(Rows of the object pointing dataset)
-*-
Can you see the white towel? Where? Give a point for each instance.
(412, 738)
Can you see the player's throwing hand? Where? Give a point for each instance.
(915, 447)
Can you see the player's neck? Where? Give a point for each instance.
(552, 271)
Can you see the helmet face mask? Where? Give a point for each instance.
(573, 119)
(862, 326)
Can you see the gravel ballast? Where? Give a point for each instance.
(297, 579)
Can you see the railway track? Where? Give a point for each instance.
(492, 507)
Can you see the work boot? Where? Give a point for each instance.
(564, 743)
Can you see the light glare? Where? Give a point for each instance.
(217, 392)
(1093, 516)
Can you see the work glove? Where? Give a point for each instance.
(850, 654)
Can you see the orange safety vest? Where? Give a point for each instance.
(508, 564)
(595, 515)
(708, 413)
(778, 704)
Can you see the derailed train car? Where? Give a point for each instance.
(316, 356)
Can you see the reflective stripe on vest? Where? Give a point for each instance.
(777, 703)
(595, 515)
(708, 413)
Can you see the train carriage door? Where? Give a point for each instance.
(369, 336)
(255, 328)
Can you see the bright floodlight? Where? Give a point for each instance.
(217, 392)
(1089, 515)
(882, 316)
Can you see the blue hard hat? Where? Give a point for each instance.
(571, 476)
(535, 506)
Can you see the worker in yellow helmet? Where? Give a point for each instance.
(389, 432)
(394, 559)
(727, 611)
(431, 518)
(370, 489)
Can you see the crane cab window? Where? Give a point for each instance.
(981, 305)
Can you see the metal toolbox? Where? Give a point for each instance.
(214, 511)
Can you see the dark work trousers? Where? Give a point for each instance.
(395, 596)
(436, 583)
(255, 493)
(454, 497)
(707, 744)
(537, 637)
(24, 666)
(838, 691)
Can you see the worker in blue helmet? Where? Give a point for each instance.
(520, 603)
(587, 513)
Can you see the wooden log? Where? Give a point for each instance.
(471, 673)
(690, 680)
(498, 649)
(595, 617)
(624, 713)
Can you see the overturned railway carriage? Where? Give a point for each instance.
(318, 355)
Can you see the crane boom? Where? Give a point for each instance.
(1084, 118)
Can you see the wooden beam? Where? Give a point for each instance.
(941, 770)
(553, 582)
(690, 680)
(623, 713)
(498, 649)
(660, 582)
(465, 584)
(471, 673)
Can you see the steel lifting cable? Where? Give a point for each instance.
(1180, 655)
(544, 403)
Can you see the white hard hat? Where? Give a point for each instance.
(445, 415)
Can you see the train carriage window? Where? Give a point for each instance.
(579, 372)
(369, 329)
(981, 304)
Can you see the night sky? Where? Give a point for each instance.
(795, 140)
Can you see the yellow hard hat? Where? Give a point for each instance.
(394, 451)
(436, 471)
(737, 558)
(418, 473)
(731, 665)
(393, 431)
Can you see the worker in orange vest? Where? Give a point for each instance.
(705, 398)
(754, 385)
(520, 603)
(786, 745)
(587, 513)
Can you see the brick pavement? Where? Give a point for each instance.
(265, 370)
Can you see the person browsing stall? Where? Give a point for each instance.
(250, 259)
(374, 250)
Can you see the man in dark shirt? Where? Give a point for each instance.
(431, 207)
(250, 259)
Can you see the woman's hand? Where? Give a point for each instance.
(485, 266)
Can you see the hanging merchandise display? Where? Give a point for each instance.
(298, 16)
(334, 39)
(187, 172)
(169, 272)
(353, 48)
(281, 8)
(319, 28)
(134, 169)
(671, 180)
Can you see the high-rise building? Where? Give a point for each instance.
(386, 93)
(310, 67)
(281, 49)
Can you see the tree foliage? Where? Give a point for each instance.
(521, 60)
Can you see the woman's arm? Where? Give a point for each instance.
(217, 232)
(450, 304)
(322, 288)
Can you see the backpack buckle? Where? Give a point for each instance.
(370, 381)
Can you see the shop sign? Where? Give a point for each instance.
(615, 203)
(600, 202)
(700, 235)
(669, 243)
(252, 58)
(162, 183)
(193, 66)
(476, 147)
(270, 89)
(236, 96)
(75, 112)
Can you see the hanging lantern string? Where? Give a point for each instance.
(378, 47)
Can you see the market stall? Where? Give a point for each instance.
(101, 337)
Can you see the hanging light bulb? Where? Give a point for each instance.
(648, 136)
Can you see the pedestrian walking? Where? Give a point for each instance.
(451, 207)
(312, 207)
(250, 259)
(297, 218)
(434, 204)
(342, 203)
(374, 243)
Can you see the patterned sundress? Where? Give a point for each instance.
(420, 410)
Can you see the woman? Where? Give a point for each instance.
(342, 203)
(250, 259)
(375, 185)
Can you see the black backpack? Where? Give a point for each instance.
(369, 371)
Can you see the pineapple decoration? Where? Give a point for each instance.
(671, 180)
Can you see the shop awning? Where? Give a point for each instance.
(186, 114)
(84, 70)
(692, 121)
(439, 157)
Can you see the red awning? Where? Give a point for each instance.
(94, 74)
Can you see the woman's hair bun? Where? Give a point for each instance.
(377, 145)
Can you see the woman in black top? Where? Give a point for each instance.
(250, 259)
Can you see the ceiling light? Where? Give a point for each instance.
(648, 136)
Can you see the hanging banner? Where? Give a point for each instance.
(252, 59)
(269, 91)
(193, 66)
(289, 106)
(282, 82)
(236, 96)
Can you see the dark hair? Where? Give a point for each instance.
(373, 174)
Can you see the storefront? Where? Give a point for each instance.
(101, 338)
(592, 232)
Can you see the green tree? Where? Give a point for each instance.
-*-
**Work to do**
Reproduce the listing from the line that contains "Can you see the hanging light" through the end of the listing, keeping every line, including the requests, and add 106 to each coordinate value in the points.

**The response**
Can you see the hanging light bulb? Where? Give a point for each instance.
(754, 242)
Can you see the pedestrian walking? Where? Give a point for each instance.
(557, 313)
(418, 313)
(356, 365)
(403, 324)
(540, 310)
(448, 309)
(480, 349)
Can you see the patterned sundress? Where? Give a point for each instance.
(526, 516)
Can you see the woman? Where? Give a point for each instance.
(448, 309)
(356, 365)
(481, 291)
Can you see the black backpack? Where? Give a point for each instance.
(475, 477)
Can you see the pineapple decoration? Where? Give a point for each instance.
(777, 286)
Can you see the shop awning? Where? Give a point for each instance.
(292, 220)
(190, 176)
(798, 227)
(545, 263)
Can you see the red awning? Where? Give a point for each instance.
(200, 180)
Can you see the woman's hair bun? Where? Give a point for each instance.
(483, 251)
Can you see the woman in black top? Where? Give a point for each instance.
(356, 365)
Can you see the ceiling light? Where? Give a point for each instance.
(754, 242)
Can you see the hanging banner? Where? Give a point for each instance.
(358, 165)
(375, 197)
(299, 172)
(395, 212)
(388, 188)
(342, 202)
Can you see the dark hair? Where? Give a point for each instance.
(479, 280)
Can you see the storefront? Where? Give a point for each instance.
(207, 444)
(698, 338)
Can you see the green tree? Where? Give a point for each instance.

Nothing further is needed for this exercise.